#### [PREGUNTAS POR RESPONDER]
1. Responde estas preguntas según el texto sobre los retratos:
(a) ¿Qué luce Alberto Gironella en la mano izquierda?
(b) ¿Qué edad parece tener Gironella en su retrato?
(c) ¿Qué sostiene Leonora Carrington en la mano visible?
2. Reproduce sin cambios el pasaje del texto sobre los retratos que va de "Tal enunciado encuentra" a "un motivo tántrico.".

#### [SECCIÓN DEL DOCUMENTO]
----

Tal enunciado encuentra su razón en varias de las imágenes, que son bellas, independientemente de lo ilustre que haya sido el modelo. Con todo y su personalidad a veces intrincada, luce muy ilustre Alberto Gironella, en uno de los retratos llamémosle clásicos. Sentado, con expresión tranquila, mira al objetivo. Sus enseres están en penumbra y es su persona el motivo a poner en relieve entregando ciertos detalles, no posados, sino aleatorios, como el anillo oval que luce en la mano izquierda. Es un error que no se hayan anotado las fechas de las tomas. Gironella parece tener aquí unos 50 años. No es que sea un modelo bello, para eso el espectador debe remitirse a retratos como el de Leonora Carrington, ya en edad más que madura. Su inmarcesible belleza quedó resaltada con el sólo iluminar de la cara y la mano visible que sostiene un motivo tántrico.

----

(Entradas del conjunto de datos)
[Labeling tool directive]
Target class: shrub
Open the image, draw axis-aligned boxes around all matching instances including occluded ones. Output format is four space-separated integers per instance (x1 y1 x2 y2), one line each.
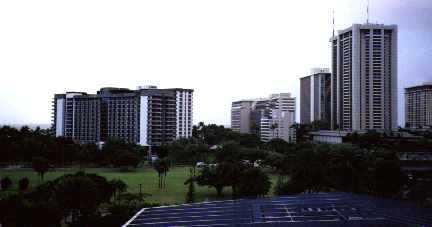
0 177 12 190
18 177 30 191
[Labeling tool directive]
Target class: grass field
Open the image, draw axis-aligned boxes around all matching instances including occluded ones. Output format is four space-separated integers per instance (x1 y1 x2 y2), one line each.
0 167 276 204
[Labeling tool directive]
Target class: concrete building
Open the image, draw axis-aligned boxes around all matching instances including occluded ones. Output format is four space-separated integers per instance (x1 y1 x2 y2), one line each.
231 100 254 133
53 86 193 146
300 68 331 124
330 24 397 130
405 82 432 128
309 130 351 144
231 93 296 142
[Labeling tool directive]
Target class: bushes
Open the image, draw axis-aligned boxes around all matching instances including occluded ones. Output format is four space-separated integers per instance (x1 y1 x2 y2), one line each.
0 177 12 190
18 177 30 191
238 168 271 197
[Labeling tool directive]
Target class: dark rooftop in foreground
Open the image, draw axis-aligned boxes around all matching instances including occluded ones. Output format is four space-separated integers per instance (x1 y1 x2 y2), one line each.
123 193 432 227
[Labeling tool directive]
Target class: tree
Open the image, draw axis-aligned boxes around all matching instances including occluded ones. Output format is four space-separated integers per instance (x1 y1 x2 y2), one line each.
153 158 169 189
32 157 50 181
375 160 405 197
239 134 261 148
0 177 12 190
18 177 30 191
193 166 228 196
238 167 271 197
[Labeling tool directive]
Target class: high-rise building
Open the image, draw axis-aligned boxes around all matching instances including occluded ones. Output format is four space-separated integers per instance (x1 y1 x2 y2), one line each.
330 24 397 131
231 93 296 142
405 82 432 128
231 100 253 133
300 68 331 124
53 86 193 146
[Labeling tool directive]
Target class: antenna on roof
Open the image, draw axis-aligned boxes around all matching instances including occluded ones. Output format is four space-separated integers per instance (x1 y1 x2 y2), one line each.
332 9 334 37
366 0 369 24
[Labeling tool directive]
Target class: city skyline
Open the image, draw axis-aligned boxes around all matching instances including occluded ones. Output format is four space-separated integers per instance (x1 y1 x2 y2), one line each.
0 0 432 125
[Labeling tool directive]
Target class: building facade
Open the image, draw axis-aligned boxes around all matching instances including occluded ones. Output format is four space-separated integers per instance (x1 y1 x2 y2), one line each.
300 68 331 124
231 93 296 142
53 86 193 146
330 24 397 131
231 100 254 133
405 82 432 128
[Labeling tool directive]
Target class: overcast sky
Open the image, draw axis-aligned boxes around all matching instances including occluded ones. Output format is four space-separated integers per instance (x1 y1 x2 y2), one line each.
0 0 432 125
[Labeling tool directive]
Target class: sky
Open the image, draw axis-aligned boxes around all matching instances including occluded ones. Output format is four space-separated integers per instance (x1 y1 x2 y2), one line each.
0 0 432 125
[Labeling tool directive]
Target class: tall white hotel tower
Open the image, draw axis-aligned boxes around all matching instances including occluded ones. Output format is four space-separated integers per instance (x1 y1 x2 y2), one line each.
330 23 397 131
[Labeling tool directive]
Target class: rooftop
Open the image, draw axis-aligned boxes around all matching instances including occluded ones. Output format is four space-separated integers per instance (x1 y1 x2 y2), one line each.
123 192 432 227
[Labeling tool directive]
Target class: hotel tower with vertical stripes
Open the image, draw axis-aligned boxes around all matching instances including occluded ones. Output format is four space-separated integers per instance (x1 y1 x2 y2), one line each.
330 23 397 131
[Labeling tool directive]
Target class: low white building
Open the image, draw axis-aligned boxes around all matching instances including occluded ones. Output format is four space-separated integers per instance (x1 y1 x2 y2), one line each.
309 130 351 144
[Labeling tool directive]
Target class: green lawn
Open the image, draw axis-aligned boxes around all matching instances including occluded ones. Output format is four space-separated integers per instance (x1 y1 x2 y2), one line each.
0 167 276 204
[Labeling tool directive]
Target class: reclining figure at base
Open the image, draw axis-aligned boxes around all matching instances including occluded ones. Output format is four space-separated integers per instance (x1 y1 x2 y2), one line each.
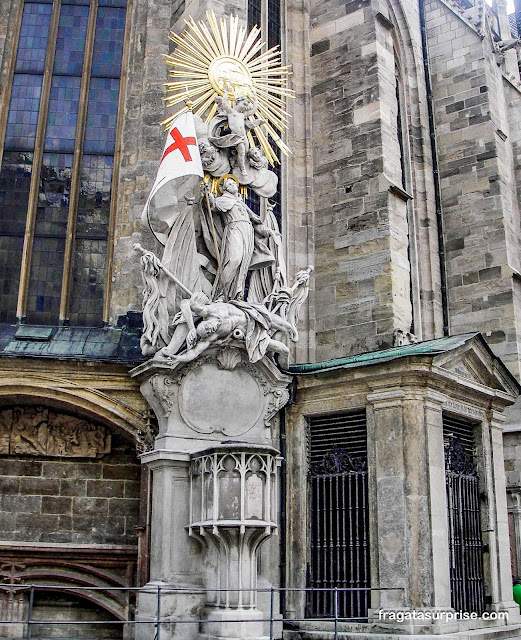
159 293 293 362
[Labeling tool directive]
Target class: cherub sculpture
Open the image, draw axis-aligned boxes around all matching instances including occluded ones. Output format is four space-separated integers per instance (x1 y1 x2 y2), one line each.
208 83 264 175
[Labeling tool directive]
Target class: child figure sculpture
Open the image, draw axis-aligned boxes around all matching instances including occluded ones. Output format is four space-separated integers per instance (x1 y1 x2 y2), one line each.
209 83 264 175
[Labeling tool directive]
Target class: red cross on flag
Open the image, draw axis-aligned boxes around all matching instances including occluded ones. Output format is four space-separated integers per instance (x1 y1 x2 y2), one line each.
141 111 204 245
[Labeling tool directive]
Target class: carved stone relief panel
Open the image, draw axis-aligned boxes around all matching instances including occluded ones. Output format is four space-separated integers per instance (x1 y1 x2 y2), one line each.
0 406 111 458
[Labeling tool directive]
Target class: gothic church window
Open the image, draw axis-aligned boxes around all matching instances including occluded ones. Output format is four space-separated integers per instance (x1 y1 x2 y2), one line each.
0 0 126 326
247 0 283 227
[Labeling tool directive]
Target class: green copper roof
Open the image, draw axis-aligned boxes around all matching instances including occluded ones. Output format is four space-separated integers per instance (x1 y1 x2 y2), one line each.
289 333 479 374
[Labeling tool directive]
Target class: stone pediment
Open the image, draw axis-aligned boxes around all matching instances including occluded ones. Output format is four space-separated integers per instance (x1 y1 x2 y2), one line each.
433 334 519 396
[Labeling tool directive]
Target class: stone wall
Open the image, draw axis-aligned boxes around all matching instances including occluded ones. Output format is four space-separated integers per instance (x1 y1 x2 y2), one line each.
427 0 520 374
310 0 412 360
0 434 141 545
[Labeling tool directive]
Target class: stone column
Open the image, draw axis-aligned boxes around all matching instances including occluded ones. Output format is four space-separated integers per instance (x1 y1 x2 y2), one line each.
368 380 458 633
131 347 290 640
489 410 521 623
136 450 206 640
367 389 408 609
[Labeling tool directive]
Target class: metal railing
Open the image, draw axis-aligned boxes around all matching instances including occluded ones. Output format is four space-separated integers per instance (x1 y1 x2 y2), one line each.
0 584 404 640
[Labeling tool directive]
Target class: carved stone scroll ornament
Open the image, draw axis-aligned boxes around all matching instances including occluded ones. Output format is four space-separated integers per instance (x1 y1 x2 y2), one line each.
0 406 111 458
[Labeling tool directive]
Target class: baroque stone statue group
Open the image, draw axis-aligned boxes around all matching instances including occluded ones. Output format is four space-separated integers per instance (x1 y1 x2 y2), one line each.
135 82 312 363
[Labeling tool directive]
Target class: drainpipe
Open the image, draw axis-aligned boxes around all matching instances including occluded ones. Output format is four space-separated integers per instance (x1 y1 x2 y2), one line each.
279 398 291 620
418 0 449 336
279 376 297 624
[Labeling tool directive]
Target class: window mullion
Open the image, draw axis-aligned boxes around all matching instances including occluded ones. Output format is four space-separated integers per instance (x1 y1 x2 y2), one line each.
103 0 132 323
60 0 98 324
16 0 61 322
0 2 24 164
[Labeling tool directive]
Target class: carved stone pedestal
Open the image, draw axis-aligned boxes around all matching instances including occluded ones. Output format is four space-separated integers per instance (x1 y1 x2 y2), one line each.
131 346 290 640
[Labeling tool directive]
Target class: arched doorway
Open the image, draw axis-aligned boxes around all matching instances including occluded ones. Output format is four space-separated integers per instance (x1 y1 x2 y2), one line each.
30 591 124 640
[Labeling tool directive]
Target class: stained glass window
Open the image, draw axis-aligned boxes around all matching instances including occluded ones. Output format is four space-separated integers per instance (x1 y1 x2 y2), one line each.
248 0 282 227
0 0 126 326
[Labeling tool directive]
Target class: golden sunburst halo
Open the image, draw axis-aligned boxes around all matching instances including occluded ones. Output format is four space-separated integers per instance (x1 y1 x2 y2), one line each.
162 11 294 165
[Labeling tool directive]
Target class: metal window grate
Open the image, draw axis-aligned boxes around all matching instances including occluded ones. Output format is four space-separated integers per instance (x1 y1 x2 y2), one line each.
306 410 370 620
309 409 367 463
443 414 485 614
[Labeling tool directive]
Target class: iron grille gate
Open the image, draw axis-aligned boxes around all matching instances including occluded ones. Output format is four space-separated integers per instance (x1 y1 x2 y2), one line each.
306 410 370 619
443 415 485 614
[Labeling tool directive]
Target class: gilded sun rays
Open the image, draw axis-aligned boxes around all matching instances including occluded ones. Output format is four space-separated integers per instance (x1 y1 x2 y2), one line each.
163 12 294 164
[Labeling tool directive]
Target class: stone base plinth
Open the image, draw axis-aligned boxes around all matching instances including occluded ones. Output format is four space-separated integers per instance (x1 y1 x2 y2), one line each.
199 607 268 640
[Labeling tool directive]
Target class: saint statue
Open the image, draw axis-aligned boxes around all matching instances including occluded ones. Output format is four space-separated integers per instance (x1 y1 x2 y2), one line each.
205 177 277 300
209 83 264 175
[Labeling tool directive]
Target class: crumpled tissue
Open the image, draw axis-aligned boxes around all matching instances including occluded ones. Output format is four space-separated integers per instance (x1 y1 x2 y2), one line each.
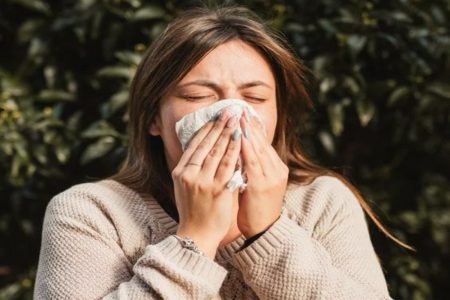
175 99 264 193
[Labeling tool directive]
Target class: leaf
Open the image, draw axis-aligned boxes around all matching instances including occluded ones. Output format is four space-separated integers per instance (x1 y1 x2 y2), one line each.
426 82 450 99
80 136 114 165
55 144 70 163
114 51 142 65
13 0 50 15
319 131 336 155
387 86 410 107
328 103 345 136
97 67 134 79
81 120 119 138
132 5 166 21
38 90 75 101
346 34 367 56
356 98 375 127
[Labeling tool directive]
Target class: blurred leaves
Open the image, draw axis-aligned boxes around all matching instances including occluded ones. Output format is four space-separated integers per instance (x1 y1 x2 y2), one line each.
0 0 450 299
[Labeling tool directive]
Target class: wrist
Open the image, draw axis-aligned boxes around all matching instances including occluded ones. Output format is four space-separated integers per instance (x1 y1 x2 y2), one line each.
176 230 219 259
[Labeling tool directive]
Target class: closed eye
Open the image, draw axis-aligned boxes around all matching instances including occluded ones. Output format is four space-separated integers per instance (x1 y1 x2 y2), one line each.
182 95 213 101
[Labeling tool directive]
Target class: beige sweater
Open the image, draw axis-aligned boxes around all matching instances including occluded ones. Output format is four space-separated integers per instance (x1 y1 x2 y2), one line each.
34 176 390 300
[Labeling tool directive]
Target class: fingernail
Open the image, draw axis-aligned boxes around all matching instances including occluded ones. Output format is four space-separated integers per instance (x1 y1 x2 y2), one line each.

----

#### [CONJUNTO DE RESPUESTAS]
1.
(a) Un anillo oval.
(b) Unos 50 años.
(c) Un motivo tántrico.

2.
Tal enunciado encuentra su razón en varias de las imágenes, que son bellas, independientemente de lo ilustre que haya sido el modelo. Con todo y su personalidad a veces intrincada, luce muy ilustre Alberto Gironella, en uno de los retratos llamémosle clásicos. Sentado, con expresión tranquila, mira al objetivo. Sus enseres están en penumbra y es su persona el motivo a poner en relieve entregando ciertos detalles, no posados, sino aleatorios, como el anillo oval que luce en la mano izquierda. Es un error que no se hayan anotado las fechas de las tomas. Gironella parece tener aquí unos 50 años. No es que sea un modelo bello, para eso el espectador debe remitirse a retratos como el de Leonora Carrington, ya en edad más que madura. Su inmarcesible belleza quedó resaltada con el sólo iluminar de la cara y la mano visible que sostiene un motivo tántrico.